**Problem details**
Please rewrite the following lines with every "biggest circle" swapped for "largest circle", leaving everything else unchanged.
------ The records ------
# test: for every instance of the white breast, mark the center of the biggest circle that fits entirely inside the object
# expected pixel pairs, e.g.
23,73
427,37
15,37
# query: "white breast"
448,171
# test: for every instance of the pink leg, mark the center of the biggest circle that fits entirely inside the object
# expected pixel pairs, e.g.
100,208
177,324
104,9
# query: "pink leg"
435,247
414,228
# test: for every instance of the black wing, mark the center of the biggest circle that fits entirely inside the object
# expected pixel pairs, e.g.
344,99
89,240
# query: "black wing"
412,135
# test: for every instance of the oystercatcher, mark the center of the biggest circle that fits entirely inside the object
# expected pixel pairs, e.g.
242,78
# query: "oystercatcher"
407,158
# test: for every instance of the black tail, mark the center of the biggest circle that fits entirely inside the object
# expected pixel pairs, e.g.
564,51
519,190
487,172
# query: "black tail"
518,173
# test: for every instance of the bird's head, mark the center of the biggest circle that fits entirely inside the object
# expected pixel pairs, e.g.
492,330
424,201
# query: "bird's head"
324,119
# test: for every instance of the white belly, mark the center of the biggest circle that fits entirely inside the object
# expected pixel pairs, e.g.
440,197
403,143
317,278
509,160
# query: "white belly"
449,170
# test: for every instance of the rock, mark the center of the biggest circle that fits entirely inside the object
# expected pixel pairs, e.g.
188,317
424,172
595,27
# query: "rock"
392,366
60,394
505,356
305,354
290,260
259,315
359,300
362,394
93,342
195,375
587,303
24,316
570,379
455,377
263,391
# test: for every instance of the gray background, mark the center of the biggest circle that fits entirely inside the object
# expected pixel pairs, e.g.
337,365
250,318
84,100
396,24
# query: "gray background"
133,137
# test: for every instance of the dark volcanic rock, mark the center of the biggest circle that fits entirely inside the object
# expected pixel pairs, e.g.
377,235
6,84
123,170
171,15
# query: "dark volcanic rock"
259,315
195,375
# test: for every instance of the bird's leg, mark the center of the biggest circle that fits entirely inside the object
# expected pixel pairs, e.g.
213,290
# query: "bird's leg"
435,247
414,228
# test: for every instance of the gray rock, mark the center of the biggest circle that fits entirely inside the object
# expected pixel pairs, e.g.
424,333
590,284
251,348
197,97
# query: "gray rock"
------
**Completed task**
# test: for every instance of the white breast, mark the center of the largest circle that fits entirely inside the object
# expected pixel pairs, e.g.
23,73
427,37
15,37
# query: "white breast"
448,171
# test: for every instance of the pink leg, mark the center of the largest circle that fits entirely inside the object
# expected pixel pairs, e.g.
100,208
177,324
104,9
# query: "pink leg"
435,247
414,228
# test: for every instance of the black wing, mark the center of the largest circle that fits entirely inside the object
# expected pixel pairs, e.g.
344,99
89,240
# query: "black wing"
412,135
# test: for every instance of the oystercatcher, mark the center of the largest circle that fits entirely inside the object
# expected pixel pairs, e.g.
242,78
# query: "oystercatcher"
407,158
# test: for every instance of the black tail, mark the center of the largest circle that fits entirely inside the object
# expected pixel pairs, e.g.
564,51
519,190
487,172
# query: "black tail"
518,173
# test: for every instance of the bird's head, mark the center of the largest circle that fits entirely inside the object
# expected pixel pairs, e.g.
492,330
424,201
# query: "bird's head"
324,119
# test: for every instance of the white belly, mark the center of the largest circle that fits entirely inside the object
# expected pixel pairs, e.g.
440,197
403,143
317,278
509,160
# query: "white belly"
449,170
# test: for every instance of the rock, mark the center of the largest circle that fits entirely inside the object
# expected pixel pairs, e.g.
188,317
424,172
595,27
# query: "rock"
392,366
60,394
505,356
305,354
290,260
259,315
359,300
362,394
93,342
195,375
587,303
24,316
570,379
455,377
263,391
# test: for every instance of the gray background, mark the center of the largest circle that fits entirely inside the object
# expected pixel pairs, e.g.
337,365
250,318
84,100
396,24
# query: "gray background"
133,137
# test: for every instance of the dark volcanic rock, mark the center of the largest circle that fits entirely inside the object
# expected pixel pairs, e.g.
377,235
6,84
123,170
171,15
# query: "dark volcanic rock"
259,315
195,375
# test: for every instance of the bird's leg, mark the center of the largest circle that fits entirely inside the object
# expected pixel pairs, e.g.
213,290
# query: "bird's leg"
435,247
414,228
# test: for every instance of the gray rock, mark the center of the largest circle that fits entirely inside the object
# expected pixel pairs, e.g.
424,333
590,284
251,348
197,97
# query: "gray rock"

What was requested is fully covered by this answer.